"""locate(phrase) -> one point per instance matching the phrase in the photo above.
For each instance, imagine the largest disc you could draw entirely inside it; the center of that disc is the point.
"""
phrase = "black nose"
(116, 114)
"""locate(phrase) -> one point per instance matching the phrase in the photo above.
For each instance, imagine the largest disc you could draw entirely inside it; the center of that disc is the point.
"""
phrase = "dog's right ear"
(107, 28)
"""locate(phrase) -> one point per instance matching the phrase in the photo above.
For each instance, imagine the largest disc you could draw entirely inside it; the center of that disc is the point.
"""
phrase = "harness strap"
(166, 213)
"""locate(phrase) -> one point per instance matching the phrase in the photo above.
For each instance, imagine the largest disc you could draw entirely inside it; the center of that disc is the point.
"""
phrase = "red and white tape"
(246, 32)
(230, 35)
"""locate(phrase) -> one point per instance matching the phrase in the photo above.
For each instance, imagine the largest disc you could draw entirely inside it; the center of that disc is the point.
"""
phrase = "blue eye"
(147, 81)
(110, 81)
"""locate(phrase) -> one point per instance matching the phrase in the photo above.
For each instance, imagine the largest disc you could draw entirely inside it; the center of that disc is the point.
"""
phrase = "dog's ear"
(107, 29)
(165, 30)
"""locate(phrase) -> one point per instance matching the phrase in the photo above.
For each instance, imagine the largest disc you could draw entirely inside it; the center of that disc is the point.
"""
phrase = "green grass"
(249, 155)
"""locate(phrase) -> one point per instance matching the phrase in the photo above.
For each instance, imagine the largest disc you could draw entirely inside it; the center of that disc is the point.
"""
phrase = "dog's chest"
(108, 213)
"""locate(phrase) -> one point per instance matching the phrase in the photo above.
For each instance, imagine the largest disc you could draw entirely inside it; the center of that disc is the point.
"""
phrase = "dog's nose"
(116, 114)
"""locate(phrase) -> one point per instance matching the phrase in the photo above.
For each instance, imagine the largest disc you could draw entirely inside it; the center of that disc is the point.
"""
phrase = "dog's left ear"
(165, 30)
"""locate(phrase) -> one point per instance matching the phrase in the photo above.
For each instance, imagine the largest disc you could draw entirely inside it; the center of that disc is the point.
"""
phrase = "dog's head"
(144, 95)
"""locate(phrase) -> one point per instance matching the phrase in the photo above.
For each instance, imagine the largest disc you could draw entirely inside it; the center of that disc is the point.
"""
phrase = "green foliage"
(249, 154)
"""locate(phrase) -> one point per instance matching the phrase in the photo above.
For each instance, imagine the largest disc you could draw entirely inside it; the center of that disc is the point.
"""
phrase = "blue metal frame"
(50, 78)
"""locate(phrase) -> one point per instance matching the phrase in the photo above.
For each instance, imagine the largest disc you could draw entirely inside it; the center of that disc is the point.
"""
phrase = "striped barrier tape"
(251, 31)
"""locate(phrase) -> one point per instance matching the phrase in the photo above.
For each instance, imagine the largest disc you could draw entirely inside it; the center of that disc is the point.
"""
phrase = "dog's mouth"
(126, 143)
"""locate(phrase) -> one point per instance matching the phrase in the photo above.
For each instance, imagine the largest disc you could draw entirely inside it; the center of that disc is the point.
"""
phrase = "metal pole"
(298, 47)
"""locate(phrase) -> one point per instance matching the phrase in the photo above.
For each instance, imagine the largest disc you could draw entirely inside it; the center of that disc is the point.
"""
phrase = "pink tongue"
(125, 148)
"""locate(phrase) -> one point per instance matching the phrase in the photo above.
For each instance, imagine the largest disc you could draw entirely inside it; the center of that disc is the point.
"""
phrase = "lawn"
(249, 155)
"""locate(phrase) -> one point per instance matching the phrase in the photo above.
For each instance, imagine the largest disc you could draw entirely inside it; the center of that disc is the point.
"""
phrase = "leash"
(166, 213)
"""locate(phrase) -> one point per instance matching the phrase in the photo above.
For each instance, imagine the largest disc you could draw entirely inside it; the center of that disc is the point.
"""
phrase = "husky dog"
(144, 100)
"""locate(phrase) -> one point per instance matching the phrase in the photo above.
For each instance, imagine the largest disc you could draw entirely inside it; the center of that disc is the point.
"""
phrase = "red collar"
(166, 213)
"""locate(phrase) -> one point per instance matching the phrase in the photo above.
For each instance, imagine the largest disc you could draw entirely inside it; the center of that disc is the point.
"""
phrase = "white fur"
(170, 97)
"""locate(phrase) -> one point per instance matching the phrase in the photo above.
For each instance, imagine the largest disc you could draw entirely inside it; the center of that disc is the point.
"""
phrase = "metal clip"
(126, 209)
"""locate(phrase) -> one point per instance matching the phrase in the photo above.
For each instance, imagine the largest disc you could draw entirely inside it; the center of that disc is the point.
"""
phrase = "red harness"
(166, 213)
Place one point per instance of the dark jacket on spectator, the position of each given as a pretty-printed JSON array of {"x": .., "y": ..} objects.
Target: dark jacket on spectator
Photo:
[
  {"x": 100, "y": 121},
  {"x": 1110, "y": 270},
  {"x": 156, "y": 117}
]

§ Exercise brief:
Copy all the records above precisely.

§ Answer for this exercise:
"""locate(phrase) -> one point per instance matching the phrase in the photo above.
For each instance, imagine the largest disc you could draw entirely inside it; the center of that disc is the point.
"""
phrase = "black nose"
(116, 114)
"""locate(phrase) -> one point per instance matching the phrase in the photo above.
For each instance, imagine the largest disc you could draw entirely inside it; the center of that disc is the point.
"""
phrase = "dog's right ear"
(107, 28)
"""locate(phrase) -> one point per instance matching the phrase in the photo above.
For each instance, imagine the largest disc you could draw entirely inside it; the center of that disc is the point.
"""
phrase = "harness strap"
(166, 213)
"""locate(phrase) -> one point per instance matching the phrase in the photo above.
For each instance, imagine the largest disc you could draw entirely inside it; the center of that disc is the point.
"""
phrase = "red and white tape"
(246, 32)
(230, 35)
"""locate(phrase) -> one point per instance matching the phrase in the photo above.
For each instance, imagine the largest disc you could draw entirely inside it; the center of that disc is the point.
"""
phrase = "blue eye"
(147, 81)
(110, 81)
"""locate(phrase) -> one point per instance matching the phrase in the photo above.
For each instance, imagine the largest disc you could draw entirely inside it; the center of that disc is the point.
"""
phrase = "dog's ear"
(107, 29)
(165, 30)
"""locate(phrase) -> one point per instance matching the phrase in the photo above.
For each instance, imagine the largest disc you could draw entirely inside it; the center of that disc is the point.
"""
phrase = "green grass"
(249, 155)
"""locate(phrase) -> one point per instance matching the phrase in the photo above.
For each instance, imagine the largest disc you could draw entirely inside it; the center of that disc is the point.
"""
phrase = "dog's chest"
(108, 213)
"""locate(phrase) -> one point per instance matching the phrase in the photo above.
For each instance, imagine the largest disc you could draw entirely inside it; the center of that disc is the point.
"""
phrase = "dog's nose"
(116, 114)
"""locate(phrase) -> one point per instance matching the phrase in the photo above.
For each instance, imagine the largest disc you could draw entirely inside it; the center of that disc is the point.
"""
phrase = "dog's left ear"
(165, 30)
"""locate(phrase) -> one point per instance matching the phrase in the photo above.
For each instance, imagine the largest disc you could draw entirely inside it; the center of that disc is the point.
"""
phrase = "dog's head"
(144, 95)
"""locate(phrase) -> one point per instance matching the phrase in the photo above.
For each instance, imagine the largest disc you could draw entirely inside it; the center of that disc is the point.
"""
phrase = "green foliage"
(249, 154)
"""locate(phrase) -> one point per instance matching the phrase in the photo above.
For each instance, imagine the largest disc you could draw entirely inside it; the center of that disc is the point.
"""
phrase = "blue metal frame"
(50, 78)
"""locate(phrase) -> one point per instance matching the phrase in the photo above.
For each instance, imagine the largest disc you could draw entirely inside it; the center of that disc is the point.
"""
phrase = "striped barrier tape"
(251, 31)
"""locate(phrase) -> one point per instance matching the phrase in the photo above.
For each instance, imagine the largest disc you could draw entirely inside it; the center of that disc is the point.
"""
phrase = "dog's mouth"
(126, 143)
"""locate(phrase) -> one point per instance matching the phrase in the photo above.
For each instance, imagine the largest disc you could draw entirely inside it; the center of that disc is the point.
"""
phrase = "metal pole"
(298, 47)
"""locate(phrase) -> one point per instance matching the phrase in the photo above.
For each instance, imagine the largest disc you could draw entirely inside it; the center of that disc is the point.
"""
phrase = "pink tongue"
(125, 148)
"""locate(phrase) -> one point per instance matching the phrase in the photo above.
For each instance, imagine the largest disc you could draw entirely inside it; the center of that disc is the point.
"""
phrase = "lawn"
(249, 155)
"""locate(phrase) -> one point per instance matching the phrase in the photo above.
For each instance, imagine the largest disc you could draw entirely inside it; the center of that disc is the point.
"""
phrase = "leash"
(166, 213)
"""locate(phrase) -> one point per instance matching the phrase in the photo above.
For each instance, imagine the largest disc you could draw entirely inside it; the center of that disc is the point.
"""
phrase = "husky dog"
(144, 100)
"""locate(phrase) -> one point per instance matching the phrase in the photo above.
For each instance, imagine the largest disc you could draw entirely inside it; the center of that disc is the point.
"""
phrase = "red collar"
(166, 213)
"""locate(phrase) -> one point per instance matching the phrase in the photo above.
For each instance, imagine the largest disc you could draw entirely inside it; the center of that disc is the point.
"""
phrase = "white fur"
(170, 97)
"""locate(phrase) -> one point per instance matching the phrase in the photo above.
For each instance, imagine the largest disc you could draw entirely inside it; the center of that disc is the point.
"""
phrase = "metal clip"
(126, 209)
"""locate(phrase) -> one point per instance matching the phrase in the photo above.
For each instance, imagine the largest disc you could draw entirely inside it; the center of that disc is the point.
"""
phrase = "red harness"
(166, 213)
Place one point per instance of the dark jacket on spectator, the position of each given as a pretty-printed JSON array of {"x": .., "y": ..} objects.
Target: dark jacket on spectator
Photo:
[
  {"x": 100, "y": 121},
  {"x": 1110, "y": 270},
  {"x": 156, "y": 117}
]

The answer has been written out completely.